**DOCUMENT:**
....................
Anybody's experience, sources, or advice would be helpful.

Thanks,
Doug

Rodne Gold
08-15-2009, 12:19 AM
That sounds like a project I would love to tackle , something serious , utilitarian and a design/artistic/technical challenge.
Dunno much about the fibre optics , I would imagine that drilling a small hole and putting the end of the fibre optic into it would light the pex , however to get it to "glow" one would have to etch or engrave the pieces in some way otherwise the pex will also just transmit.
Are you talking about the flourescent perspex when you are talking "edge lit acrylic"?
That stuff is dreadful in terms of "colours" , the colours that really edge glow well are seriously funky and a bit garish (like the yellow or orange or the flourescent green) and the more muted colours like the light blue , glass green dont have heavily "glowing" edges.
If it were me , I would design with the more neutral colours to stop the thing looking seriously dated 5 yrs down the line, unless of course the client wants that "funky" look.
There are some other perspexes you can use as well , like the radiant from degussa (rainbow coatings) or some of their other lighting application pexes.

Anyway , as I said , it sounds like a wonderful project and it lends itself to a "tutorial" here , IE you documenting it from start to finish and showing us how it's going.

Doug Griffith
08-15-2009, 12:36 AM
Yes it is an awesome project! I looked at the space today. The spiral staircase is half surrounded by windows from the top to the bottom. The staircase alone cost $350k.

I plan on an upscale mid-century-modern design with a space-age twist that is subtly lit with the optics. Nothing garish. I'm thinking about the clear with subtle blue edges. I might make a miniature version to confirm it "hangs" correctly. I also think I need to get decent sized samples of the different acrylics, some cable, and an illuminator to figure out what works best.

I will definitely document the whole process.

Cheers,
Doug

David Fairfield
08-15-2009, 8:46 AM
Hi Doug

I'm really interested to see more as you make progress. Also very interested in how you solve the technical issues.

For my miniature work, I've been experimenting with fiber optic and LED illuminated plexiglass. The problem I've encountered with fiber optics is the pin-point nature of the light beam at the end of the strand. Relatively speaking, it doesn't project a lot of light, and its very directional in nature-- unless you're looking at it straight on, the light is barely perceptable.

You may need to bundle several strands together, or get a thick strand to get the light you need to your acrylic piece. In that case it will quickly add up to a massive bundle at the light source. Then you'd also need to consider a housing for your light projector and probably a cooling system for it. The electricals might get large.

I'd consider an LED embedded into each of your acrylic "crystals" connecting to a central bus wire. They have a very long life span that you can think about them in a "permanent" sort of way.

Anyway, good luck with this project. I'm sure a lot of laser operators dream of this sort of thing. I'm bookmarking this thread, very interested to see more.
....................
**DATA ROWS:**
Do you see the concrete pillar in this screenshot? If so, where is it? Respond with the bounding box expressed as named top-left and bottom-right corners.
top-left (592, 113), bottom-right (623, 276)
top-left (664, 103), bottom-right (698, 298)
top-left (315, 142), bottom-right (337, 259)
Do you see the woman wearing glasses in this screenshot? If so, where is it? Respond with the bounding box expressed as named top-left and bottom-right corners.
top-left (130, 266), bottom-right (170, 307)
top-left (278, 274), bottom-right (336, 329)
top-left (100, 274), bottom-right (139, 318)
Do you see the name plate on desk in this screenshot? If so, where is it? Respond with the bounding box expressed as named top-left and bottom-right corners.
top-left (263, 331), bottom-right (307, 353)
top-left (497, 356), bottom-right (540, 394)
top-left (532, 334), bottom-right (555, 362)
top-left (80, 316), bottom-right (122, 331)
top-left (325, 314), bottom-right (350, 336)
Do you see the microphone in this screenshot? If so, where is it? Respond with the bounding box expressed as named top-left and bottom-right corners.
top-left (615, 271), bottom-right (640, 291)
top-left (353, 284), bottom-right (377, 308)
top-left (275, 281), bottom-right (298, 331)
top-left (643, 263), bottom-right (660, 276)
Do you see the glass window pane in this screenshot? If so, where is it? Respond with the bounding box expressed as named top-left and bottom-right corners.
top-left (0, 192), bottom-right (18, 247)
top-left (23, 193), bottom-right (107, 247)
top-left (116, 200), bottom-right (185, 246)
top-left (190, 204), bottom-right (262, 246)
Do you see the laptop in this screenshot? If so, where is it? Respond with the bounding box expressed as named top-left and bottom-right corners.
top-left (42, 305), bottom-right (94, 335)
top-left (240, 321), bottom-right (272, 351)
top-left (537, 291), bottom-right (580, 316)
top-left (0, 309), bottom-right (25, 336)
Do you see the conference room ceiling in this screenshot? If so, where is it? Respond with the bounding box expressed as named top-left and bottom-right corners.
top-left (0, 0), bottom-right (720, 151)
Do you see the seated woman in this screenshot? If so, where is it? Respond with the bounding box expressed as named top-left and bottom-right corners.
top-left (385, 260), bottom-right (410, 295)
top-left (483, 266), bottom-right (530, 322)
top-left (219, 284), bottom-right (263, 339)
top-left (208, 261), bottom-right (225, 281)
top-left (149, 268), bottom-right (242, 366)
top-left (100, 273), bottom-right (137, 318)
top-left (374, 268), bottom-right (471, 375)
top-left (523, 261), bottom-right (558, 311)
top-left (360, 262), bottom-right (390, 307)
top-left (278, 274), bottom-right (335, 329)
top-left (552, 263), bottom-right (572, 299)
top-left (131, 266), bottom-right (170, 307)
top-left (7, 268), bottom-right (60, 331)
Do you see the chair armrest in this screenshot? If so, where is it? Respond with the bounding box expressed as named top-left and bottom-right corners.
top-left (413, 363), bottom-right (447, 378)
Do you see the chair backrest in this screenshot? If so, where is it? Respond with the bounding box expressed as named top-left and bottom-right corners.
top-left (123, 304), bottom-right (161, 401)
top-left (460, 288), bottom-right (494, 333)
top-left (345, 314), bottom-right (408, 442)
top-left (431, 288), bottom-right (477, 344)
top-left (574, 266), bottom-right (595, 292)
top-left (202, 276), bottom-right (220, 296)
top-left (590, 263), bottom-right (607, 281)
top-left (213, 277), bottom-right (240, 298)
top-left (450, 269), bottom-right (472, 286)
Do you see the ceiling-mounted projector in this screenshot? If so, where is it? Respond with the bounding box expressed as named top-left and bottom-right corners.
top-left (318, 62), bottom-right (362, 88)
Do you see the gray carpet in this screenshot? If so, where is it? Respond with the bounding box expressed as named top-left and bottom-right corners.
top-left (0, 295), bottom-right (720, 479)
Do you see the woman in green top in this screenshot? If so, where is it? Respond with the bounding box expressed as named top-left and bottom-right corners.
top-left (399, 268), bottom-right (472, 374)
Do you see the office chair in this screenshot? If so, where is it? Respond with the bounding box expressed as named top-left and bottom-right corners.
....................
**GIVEN INSTRUCTION A:**
Do the following statements agree with the forum thread about lighting acrylic with fiber optics? Answer yes or no for each, and quote the words from the thread that decide it.
(i) Doug says the staircase alone cost $350k.
(ii) Rodne Gold would design with the brightly glowing colors such as yellow and orange.
(iii) David Fairfield suggests putting an LED inside each acrylic piece.
**GIVEN INSTRUCTION B:**
Carry the forum thread about lighting acrylic with fiber optics forward from its last sentence.
The records are separate material and are not connected to the forum thread about lighting acrylic with fiber optics.

**TASK RESPONSE A:**
(i) Yes: "The staircase alone cost $350k."
(ii) No: "If it were me , I would design with the more neutral colours to stop the thing looking seriously dated 5 yrs down the line"
(iii) Yes: "I'd consider an LED embedded into each of your acrylic "crystals" connecting to a central bus wire."

**TASK RESPONSE B:**
Dave

Dan Hintz
08-15-2009, 1:29 PM
Doug/Dave,

I can post some helpful hints here when I get back from a "grocery run" I need to make, but I have to head out at the moment...

AL Ursich
08-15-2009, 6:20 PM
I like placing a LED in each piece.... The weight of the wire and of fiber optic is about the same.... That would be a fun project....

AL

Rodne Gold
08-15-2009, 7:29 PM
So its an elongated arrow head tapering from 5 ft to a point and from 1 ft thick to a point
25 ft long...
Its probably going to be real heavy?
What are your plans re this whole thing right now?
1000's of hanging leaf type things? Geometric shapes? solid slabs?
whats the house like , modern , palatial , open plan?

Doug Griffith
08-15-2009, 9:07 PM
So its an elongated arrow head tapering from 5 ft to a point and from 1 ft thick to a point
25 ft long...
Its probably going to be real heavy?
What are your plans re this whole thing right now?
1000's of hanging leaf type things? Geometric shapes? solid slabs?
whats the house like , modern , palatial , open plan?

Hi Rodne,
That's the size. The design is up to us to present to the client. The area it's going to hang from has been rated at 1500 pounds and I'm pretty sure I can keep it under that. It'll be close though. Especially if I have a stainless structure built. I'm thinking of a tubular spiral that tapers down. Then I can use it to distribute the weight and run the cables.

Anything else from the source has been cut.